Extracted text:
Start

14.1a Units forced to retreat into an
EZOC by morale results automatically
draw fire from all units who have a EZOC
in the hex entered (except for the first hex
of retreat out of a close combat). This does
not affect the firing unit’s ability to fire at
other times in the turn. The target unit may
not return fire in any way.
14.1b Friendly units negate EZOCs
they occupy only for purposes of tracing
command radius and supply. Units attacking in close combat may trace through one
adjacent hex containing EZOCs for purposes of command radius.
14.2 Terrain Effects on
ZOCs
ZOCs enter all frontal hexes regardless of the terrain of the hex or hexside
crossed.
15.0 Retreat and
Formation Change
Fire Generation
If, during combat resolution, a potential target unit is forced to retreat before
receiving fire, it may not be fired upon. In
effect, it gets off easy.
15.0a A unit that retreats into an
EZOC hex draws fire from all units which
the owning player desires who have a ZOC
in the hex. Units which are retreating from
a close combat are exempt from this retreat
fire for the first hex of their retreat.
15.0b Whenever a unit changes formation adjacent to an enemy unit during
its regular movement, it is fired upon by all
available enemy units (which exert an
EZOC into the hex in which the unit is
changing formation). Artillery limbering
has its own rule below 15.0d. Note that this
rule is intended to affect only those units
which change formation under their own
power—not as the result of fire combat or
morale. The unit receiving fire is considered to be in the least beneficial of the two
formations involved for the fire combat.
After the resolution of this fire, finish the
formation change. The unit may continue to
move (if it wasn’t routed in the fire combat).
15.0c Infantry/Cavalry brigades in
column/mounted formation may change to
line formation freely after the resolution
of a fire combat against them, and such a
formation change does not cause another
attack under the provisions of 15.0b. The
Page 12
owning player may execute this “free”
formation change at his option.
15.0d Artillery Units are subject to
several special conditions when changing
formation. Artillery units can never unlimber in an EZOC. Any artillery unit which
unlimbers (which cannot be in an EZOC) is
fired upon by all otherwise qualified enemy
units at or within 2 hexes (including all
artillery, infantry and cavalry units (given
LOS and facing); the target unit’s position
in a stack does not matter). The target in
this case is still considered to be in limbered formation until the fire combat is
resolved. Artillery which limbers never
draws fire, but rolls on the Gun Loss Table
if doing so in an EZOC.

End

Data lines:
Start

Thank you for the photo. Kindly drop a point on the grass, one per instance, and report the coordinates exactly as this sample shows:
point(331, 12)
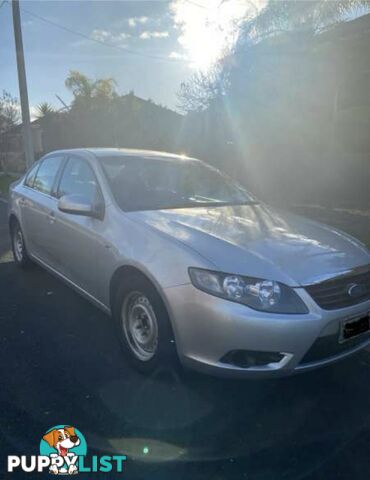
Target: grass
point(5, 181)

End

Required tasks:
A – In the wargame rules, rewrite the paragraph beginning "15.0b Whenever a unit changes formation" as a short bulleted list that keeps its main facts.
B – Write the next passage of the wargame rules, picking up right after the last sentence shown.

Written responses:
A –
- A unit that changes formation next to an enemy unit during its regular movement is fired on by all available enemy units that exert an EZOC into its hex.
- Artillery limbering is covered separately in 15.0d.
- The rule applies only to formation changes a unit makes under its own power, not those caused by fire combat or morale.
- For this fire combat, the unit counts as being in the less beneficial of the two formations.
- Once the fire is resolved, the formation change is completed, and the unit may keep moving unless the fire routed it.

B –
16.0 Movement
During each player’s Movement and
Close Combat Phase, the phasing player
may move as many or few of his units as he
desires. During the Movement Phase, each
appropriate unit may move as many or as
few hexes as desired within the unit’s
movement allowance and any restrictions
placed on the unit. Non-phasing player
units cannot move during the phasing
player’s movement phase (except due to
morale results). Fire Combat, other than
that in Close Combat or triggered by formation change in an EZOC, does not occur
during the Movement and Close Combat
Phase.
Procedure:
Move each unit individually or as a
stack maintaining its running movement
allowance as movement points are expended. This movement must follow a
contiguous path through the hex grid. Units
may move in any direction or set of direc-
tions, but must always be in only one hex at
a time.
16.1 How to Move Units
16.1a During a Movement Phase, a
player may move all, some or none of his
units as he desires.
16.1b Movement is calculated using
Movement Points. Each unit expends a
number of movement points for each hex
entered or hexside crossed according to the
Movement Chart. Keep a running total of
the number of movement points a unit expends as it moves. If a unit’s movement
allowance changes according to formation
(e.g. mounted and unmounted cavalry),
calculate movement point expenditures
proportionally and round fractions of .5 or
more up, round fractions of .49 or less
down.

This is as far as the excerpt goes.